**Task instructions:**
Would you retype, word for word, the line with "with black face mask." and every line after it through the end of the records below?
*** Supplied data ***
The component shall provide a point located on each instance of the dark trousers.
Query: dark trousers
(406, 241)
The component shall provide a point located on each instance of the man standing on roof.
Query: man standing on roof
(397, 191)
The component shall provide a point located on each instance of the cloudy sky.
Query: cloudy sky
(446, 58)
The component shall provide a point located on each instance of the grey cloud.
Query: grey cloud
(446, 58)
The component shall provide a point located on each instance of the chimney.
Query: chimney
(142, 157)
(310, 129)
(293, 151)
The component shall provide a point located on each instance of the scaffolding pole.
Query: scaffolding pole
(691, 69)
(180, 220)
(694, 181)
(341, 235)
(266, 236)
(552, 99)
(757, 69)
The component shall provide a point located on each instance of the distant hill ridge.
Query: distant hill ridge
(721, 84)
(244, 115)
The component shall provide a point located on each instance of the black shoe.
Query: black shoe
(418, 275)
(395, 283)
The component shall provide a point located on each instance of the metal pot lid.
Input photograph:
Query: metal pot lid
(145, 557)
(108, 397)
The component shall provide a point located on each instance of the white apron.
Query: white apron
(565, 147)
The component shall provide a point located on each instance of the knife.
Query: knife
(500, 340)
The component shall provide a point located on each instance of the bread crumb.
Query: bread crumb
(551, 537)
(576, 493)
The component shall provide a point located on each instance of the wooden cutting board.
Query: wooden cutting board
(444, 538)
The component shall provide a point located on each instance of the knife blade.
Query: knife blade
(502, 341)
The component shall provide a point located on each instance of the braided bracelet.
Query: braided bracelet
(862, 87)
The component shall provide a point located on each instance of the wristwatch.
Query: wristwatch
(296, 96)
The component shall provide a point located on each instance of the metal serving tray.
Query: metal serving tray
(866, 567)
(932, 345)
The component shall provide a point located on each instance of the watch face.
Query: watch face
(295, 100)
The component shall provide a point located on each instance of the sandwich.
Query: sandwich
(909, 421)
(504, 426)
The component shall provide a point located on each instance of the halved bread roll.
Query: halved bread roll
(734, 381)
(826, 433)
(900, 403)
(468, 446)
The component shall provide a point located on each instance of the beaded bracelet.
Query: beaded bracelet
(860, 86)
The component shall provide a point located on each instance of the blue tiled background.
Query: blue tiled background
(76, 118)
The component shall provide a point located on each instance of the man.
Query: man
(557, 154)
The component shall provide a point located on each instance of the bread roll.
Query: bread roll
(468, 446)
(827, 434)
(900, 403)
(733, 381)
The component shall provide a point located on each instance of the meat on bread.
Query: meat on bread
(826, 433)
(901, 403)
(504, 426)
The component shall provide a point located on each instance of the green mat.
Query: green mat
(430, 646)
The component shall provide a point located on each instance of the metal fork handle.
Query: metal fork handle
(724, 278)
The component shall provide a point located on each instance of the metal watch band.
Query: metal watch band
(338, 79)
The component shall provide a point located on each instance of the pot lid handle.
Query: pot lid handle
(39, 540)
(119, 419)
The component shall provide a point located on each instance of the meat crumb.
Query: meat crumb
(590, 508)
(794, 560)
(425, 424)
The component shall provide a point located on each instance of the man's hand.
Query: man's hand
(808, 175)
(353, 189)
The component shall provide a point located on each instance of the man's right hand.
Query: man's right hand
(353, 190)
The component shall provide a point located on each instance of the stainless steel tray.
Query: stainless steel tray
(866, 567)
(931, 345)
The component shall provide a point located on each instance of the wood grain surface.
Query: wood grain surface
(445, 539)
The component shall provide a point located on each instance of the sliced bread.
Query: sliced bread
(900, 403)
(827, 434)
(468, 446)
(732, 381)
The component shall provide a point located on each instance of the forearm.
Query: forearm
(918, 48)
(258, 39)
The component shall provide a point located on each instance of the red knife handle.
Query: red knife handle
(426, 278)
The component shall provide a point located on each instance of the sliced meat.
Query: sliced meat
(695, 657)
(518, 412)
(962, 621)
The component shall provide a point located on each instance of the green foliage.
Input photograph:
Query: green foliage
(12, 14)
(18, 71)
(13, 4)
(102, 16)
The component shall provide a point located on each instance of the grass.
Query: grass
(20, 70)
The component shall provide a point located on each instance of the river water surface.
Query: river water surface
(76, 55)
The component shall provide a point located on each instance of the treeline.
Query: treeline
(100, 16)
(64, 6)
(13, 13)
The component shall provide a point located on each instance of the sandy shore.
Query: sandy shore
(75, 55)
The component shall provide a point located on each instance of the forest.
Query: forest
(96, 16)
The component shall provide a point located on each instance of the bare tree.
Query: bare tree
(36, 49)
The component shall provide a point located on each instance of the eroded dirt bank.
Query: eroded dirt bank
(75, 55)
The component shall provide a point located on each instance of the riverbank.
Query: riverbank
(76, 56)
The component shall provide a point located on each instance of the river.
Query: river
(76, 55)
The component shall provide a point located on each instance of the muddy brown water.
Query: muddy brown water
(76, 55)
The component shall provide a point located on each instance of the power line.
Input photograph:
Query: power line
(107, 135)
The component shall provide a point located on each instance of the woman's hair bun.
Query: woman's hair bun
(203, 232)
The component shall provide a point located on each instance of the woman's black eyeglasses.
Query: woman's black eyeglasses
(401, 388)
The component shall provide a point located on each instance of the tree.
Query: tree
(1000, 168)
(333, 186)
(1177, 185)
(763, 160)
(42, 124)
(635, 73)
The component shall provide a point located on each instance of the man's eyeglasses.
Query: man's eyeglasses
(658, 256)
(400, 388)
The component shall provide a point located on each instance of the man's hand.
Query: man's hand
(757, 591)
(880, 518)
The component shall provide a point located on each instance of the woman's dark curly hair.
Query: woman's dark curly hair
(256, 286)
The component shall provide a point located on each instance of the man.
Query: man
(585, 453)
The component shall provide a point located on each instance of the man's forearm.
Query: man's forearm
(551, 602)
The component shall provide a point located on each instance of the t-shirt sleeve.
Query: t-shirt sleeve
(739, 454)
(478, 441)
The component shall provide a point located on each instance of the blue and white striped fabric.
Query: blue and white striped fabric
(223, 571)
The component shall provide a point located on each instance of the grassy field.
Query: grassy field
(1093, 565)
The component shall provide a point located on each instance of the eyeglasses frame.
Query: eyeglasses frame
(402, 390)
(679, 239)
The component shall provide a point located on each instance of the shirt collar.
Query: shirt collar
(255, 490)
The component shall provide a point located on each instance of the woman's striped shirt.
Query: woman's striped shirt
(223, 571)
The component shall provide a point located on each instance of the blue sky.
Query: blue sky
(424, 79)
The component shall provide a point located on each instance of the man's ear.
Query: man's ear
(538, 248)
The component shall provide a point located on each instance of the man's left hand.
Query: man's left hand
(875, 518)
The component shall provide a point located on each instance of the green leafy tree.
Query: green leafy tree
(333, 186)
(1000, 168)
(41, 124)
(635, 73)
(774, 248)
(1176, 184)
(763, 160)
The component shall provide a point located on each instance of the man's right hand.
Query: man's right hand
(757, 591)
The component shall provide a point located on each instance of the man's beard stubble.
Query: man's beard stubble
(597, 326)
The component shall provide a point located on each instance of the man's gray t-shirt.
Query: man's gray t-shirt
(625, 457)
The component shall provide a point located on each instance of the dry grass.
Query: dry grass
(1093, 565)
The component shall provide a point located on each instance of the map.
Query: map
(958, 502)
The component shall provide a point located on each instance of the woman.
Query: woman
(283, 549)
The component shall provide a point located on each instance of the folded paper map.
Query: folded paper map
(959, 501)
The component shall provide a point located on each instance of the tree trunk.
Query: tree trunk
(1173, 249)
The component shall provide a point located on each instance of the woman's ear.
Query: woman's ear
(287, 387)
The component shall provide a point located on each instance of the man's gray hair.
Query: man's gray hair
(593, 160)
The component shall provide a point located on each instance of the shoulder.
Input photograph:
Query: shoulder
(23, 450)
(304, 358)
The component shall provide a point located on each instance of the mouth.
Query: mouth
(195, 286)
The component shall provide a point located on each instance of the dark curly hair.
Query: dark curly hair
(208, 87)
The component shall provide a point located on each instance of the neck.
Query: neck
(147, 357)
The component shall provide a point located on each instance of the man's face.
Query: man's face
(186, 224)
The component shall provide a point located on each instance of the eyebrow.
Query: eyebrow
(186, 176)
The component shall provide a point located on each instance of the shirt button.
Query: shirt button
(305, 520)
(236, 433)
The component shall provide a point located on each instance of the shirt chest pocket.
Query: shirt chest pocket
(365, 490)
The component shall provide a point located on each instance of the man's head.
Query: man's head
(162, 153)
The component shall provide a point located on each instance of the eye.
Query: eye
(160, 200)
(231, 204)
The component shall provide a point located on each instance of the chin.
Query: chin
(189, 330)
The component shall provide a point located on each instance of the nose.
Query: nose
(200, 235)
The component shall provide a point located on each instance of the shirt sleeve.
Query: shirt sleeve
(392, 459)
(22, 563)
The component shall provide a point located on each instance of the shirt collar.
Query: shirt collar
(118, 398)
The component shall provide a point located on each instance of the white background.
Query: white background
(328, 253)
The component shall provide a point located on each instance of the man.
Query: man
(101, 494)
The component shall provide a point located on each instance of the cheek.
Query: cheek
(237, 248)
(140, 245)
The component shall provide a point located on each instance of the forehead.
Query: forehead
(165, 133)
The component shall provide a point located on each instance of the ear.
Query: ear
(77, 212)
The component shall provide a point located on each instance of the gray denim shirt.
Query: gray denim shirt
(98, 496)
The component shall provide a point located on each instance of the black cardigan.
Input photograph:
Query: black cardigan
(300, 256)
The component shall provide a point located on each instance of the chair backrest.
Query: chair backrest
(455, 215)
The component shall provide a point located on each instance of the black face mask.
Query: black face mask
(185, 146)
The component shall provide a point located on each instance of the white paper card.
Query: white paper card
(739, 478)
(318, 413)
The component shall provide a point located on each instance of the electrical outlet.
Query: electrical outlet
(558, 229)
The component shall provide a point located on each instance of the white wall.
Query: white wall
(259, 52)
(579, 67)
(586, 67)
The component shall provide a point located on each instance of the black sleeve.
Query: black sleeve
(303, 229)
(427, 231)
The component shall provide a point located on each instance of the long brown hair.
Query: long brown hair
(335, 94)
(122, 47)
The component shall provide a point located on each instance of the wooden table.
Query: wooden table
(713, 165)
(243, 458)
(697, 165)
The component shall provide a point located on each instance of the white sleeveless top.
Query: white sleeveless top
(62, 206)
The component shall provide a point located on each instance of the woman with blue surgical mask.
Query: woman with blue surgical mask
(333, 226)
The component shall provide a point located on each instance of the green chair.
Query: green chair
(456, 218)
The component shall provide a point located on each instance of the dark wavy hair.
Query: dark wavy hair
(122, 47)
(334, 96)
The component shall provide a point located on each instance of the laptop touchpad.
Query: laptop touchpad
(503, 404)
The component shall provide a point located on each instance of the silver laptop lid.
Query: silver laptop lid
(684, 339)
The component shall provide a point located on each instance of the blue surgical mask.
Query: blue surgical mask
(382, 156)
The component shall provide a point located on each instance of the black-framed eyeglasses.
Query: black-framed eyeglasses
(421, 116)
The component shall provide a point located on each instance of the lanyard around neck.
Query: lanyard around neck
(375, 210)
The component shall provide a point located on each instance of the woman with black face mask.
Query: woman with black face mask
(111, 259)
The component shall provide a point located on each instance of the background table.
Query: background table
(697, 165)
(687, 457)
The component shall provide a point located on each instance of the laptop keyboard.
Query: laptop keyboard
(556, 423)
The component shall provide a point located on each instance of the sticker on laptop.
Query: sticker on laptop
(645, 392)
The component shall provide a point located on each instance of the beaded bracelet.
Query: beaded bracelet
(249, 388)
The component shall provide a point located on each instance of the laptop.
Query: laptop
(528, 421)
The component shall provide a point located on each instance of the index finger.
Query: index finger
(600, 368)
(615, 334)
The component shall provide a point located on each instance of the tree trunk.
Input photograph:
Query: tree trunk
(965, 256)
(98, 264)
***
**Worked solution:**
The component shall provide a point located on each instance of the woman with black face mask.
Query: woman with black face mask
(111, 259)
The component shall provide a point located on each instance of the background table.
Query: background table
(697, 165)
(687, 457)
The component shall provide a point located on each instance of the laptop keyboard.
Query: laptop keyboard
(556, 423)
The component shall provide a point located on each instance of the sticker on laptop.
Query: sticker on laptop
(645, 392)
The component shall provide a point located on each instance of the beaded bracelet.
Query: beaded bracelet
(249, 388)
The component shall provide a point located on each instance of the laptop.
Query: laptop
(528, 421)
The component shall provide a point located on each instance of the index finger.
Query: index finger
(600, 368)
(615, 334)
The component shall provide a point located on each instance of the tree trunk.
Input photograph:
Query: tree trunk
(965, 256)
(98, 264)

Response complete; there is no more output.